> _PROBLEM_: The listing below should be printed again word for word, without any images.

>>>>>

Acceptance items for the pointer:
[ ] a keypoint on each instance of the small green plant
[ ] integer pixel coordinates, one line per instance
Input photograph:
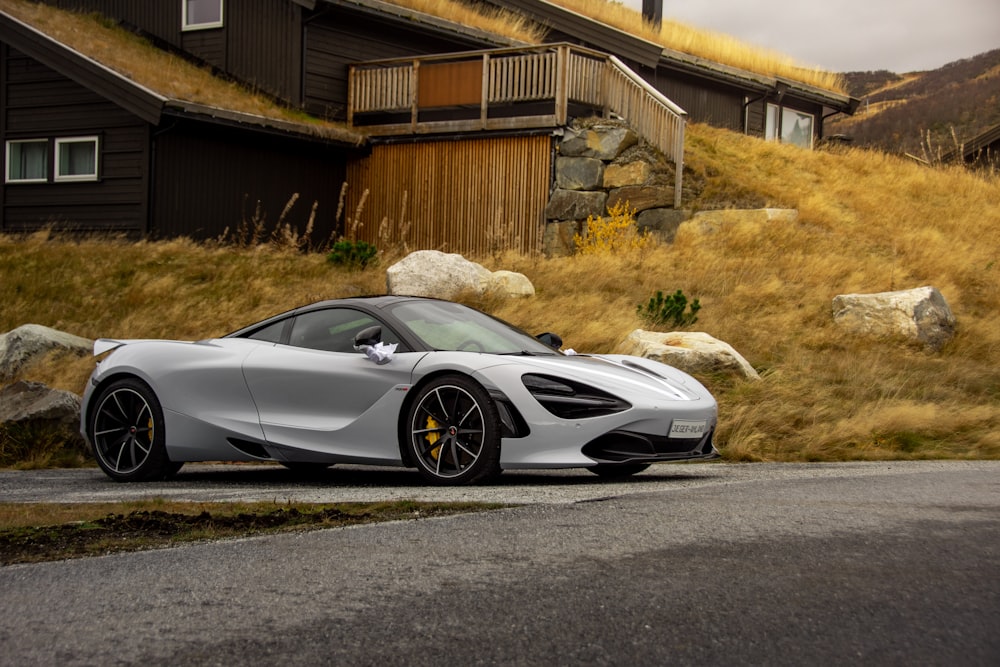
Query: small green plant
(669, 310)
(352, 253)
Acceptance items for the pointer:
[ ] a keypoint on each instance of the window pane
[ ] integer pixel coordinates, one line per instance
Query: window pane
(199, 12)
(334, 329)
(27, 160)
(796, 128)
(771, 123)
(76, 159)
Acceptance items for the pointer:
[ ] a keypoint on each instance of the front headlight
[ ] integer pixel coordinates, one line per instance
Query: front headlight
(571, 400)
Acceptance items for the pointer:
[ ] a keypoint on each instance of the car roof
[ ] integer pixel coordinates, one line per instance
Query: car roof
(378, 302)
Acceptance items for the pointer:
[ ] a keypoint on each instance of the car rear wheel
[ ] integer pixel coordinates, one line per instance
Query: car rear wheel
(612, 470)
(454, 432)
(126, 429)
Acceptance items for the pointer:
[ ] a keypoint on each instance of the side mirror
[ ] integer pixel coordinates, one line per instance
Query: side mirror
(368, 336)
(550, 339)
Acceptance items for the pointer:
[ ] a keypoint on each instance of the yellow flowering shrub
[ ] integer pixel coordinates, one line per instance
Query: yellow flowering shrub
(614, 233)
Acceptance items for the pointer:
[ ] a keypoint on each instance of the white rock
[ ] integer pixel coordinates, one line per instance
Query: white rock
(511, 283)
(436, 274)
(919, 315)
(20, 346)
(691, 351)
(442, 275)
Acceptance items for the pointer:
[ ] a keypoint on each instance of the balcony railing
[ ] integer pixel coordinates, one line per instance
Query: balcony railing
(508, 89)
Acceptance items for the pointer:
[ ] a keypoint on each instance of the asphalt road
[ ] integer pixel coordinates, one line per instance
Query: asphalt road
(880, 563)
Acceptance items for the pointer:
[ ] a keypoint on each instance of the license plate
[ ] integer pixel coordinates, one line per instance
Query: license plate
(688, 428)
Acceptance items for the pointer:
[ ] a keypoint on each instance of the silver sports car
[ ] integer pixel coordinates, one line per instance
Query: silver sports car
(388, 380)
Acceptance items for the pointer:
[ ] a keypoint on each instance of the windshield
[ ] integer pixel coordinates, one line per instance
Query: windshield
(443, 325)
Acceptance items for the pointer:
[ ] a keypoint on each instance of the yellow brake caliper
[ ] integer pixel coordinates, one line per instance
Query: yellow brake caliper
(432, 437)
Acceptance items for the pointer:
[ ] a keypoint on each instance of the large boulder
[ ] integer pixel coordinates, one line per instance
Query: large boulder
(602, 141)
(510, 283)
(693, 352)
(446, 275)
(579, 173)
(20, 346)
(635, 172)
(642, 197)
(34, 404)
(918, 315)
(576, 205)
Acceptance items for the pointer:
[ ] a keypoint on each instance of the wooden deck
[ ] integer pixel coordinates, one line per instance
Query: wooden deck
(510, 89)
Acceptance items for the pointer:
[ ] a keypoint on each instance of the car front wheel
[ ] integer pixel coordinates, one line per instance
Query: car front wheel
(126, 429)
(454, 432)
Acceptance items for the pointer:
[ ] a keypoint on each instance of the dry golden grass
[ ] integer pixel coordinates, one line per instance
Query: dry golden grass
(153, 68)
(868, 223)
(714, 46)
(484, 17)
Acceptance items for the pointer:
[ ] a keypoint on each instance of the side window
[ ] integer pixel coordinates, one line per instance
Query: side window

<<<<<

> _ANSWER BOX_:
Acceptance items for the pointer:
[ ] a keypoint on each instance of the small green plant
[ ] integer pixel coordinates, one line per instance
Input photograph:
Query: small green plant
(669, 310)
(352, 253)
Acceptance items for the pointer:
[ ] a keypoint on each instance of the window pane
[ ] integer pixel coordinates, one line per instance
Query: window pane
(199, 12)
(334, 329)
(27, 160)
(796, 128)
(771, 123)
(76, 159)
Acceptance items for the pointer:
[ ] a keypoint on each instance of the front headlight
[ ] integer pixel coordinates, one line per instance
Query: front headlight
(571, 400)
Acceptance items for the pointer:
[ ] a keypoint on each instance of the car roof
[ ] integer pixel coordinates, one line per instance
Query: car roof
(378, 302)
Acceptance items for the pointer:
[ ] a keypoint on each instance of the car rear wheel
[ ] integer pixel coordinates, one line per instance
Query: car rear wheel
(612, 470)
(454, 432)
(126, 429)
Acceptance items for the pointer:
[ ] a keypoint on each instance of the side mirror
[ ] integer pixel coordinates, one line per instance
Query: side mirror
(368, 336)
(550, 339)
Acceptance items for the pointer:
[ ] a keypoint on each instance of the yellow flowering shrub
[ ] integer pixel coordinates, one line per instance
Query: yellow flowering shrub
(614, 233)
Acceptance items for the pointer:
[ ] a keypoint on each instance of the white rock
[ ] integer pixel coordinates, one line per instance
Query: white rock
(511, 283)
(436, 274)
(919, 315)
(20, 346)
(691, 351)
(442, 275)
Acceptance items for the pointer:
[ ] a keypoint on each instance of the balcony railing
[ ] integer pixel coordinates, one line per instance
Query: balcony railing
(508, 89)
Acceptance items for the pointer:
[ ] a keypoint on each instance of the asphalt road
[ ] integer pixel coordinates, one line per instance
Query: asphalt road
(880, 563)
Acceptance items for the pointer:
[ ] a keypoint on each instance of the license plate
[ ] integer pixel coordinates, one line per instance
Query: license plate
(688, 428)
Acceptance items for the pointer:
[ ] a keypoint on each instance of the silver sports car
[ ] integer pixel coordinates, one line per instance
Query: silver sports car
(388, 380)
Acceptance items for the pointer:
[ ] a keypoint on each instance of the windshield
[ ] integer pixel coordinates, one line per instance
Query: windshield
(443, 325)
Acceptance items for the pointer:
[ ] a keypoint on each instance of the yellow brake caliper
[ ] integer pixel coordinates, one line per instance
Query: yellow brake caliper
(432, 437)
Acceptance items for the pointer:
[ ] a keypoint on each instance of the large boulder
[ ] integer pixel coordinates, one line per instance
Query: large boulder
(602, 141)
(510, 283)
(693, 352)
(446, 275)
(579, 173)
(20, 346)
(635, 172)
(642, 197)
(34, 404)
(918, 315)
(576, 205)
Acceptance items for the pointer:
[ ] a keypoint on each instance of the wooden deck
[ ] integer pixel coordinates, one line per instance
Query: wooden deck
(510, 89)
Acceptance items for the pointer:
[ ] a keypoint on each instance of the car front wheel
[ ] integer pixel coordinates, one line per instance
Query: car front wheel
(126, 429)
(454, 432)
Acceptance items for the pointer:
[ ] a keypoint on each instance of the dry golden grass
[ ] integer pixel coordinates, one line per instance
Query: dry golden grass
(153, 68)
(868, 223)
(714, 46)
(484, 17)
Acceptance items for the pointer:
[ ] a keypoint on each instance of the side window
[ ] integer pixel coordinates, one line per instance
Query: side window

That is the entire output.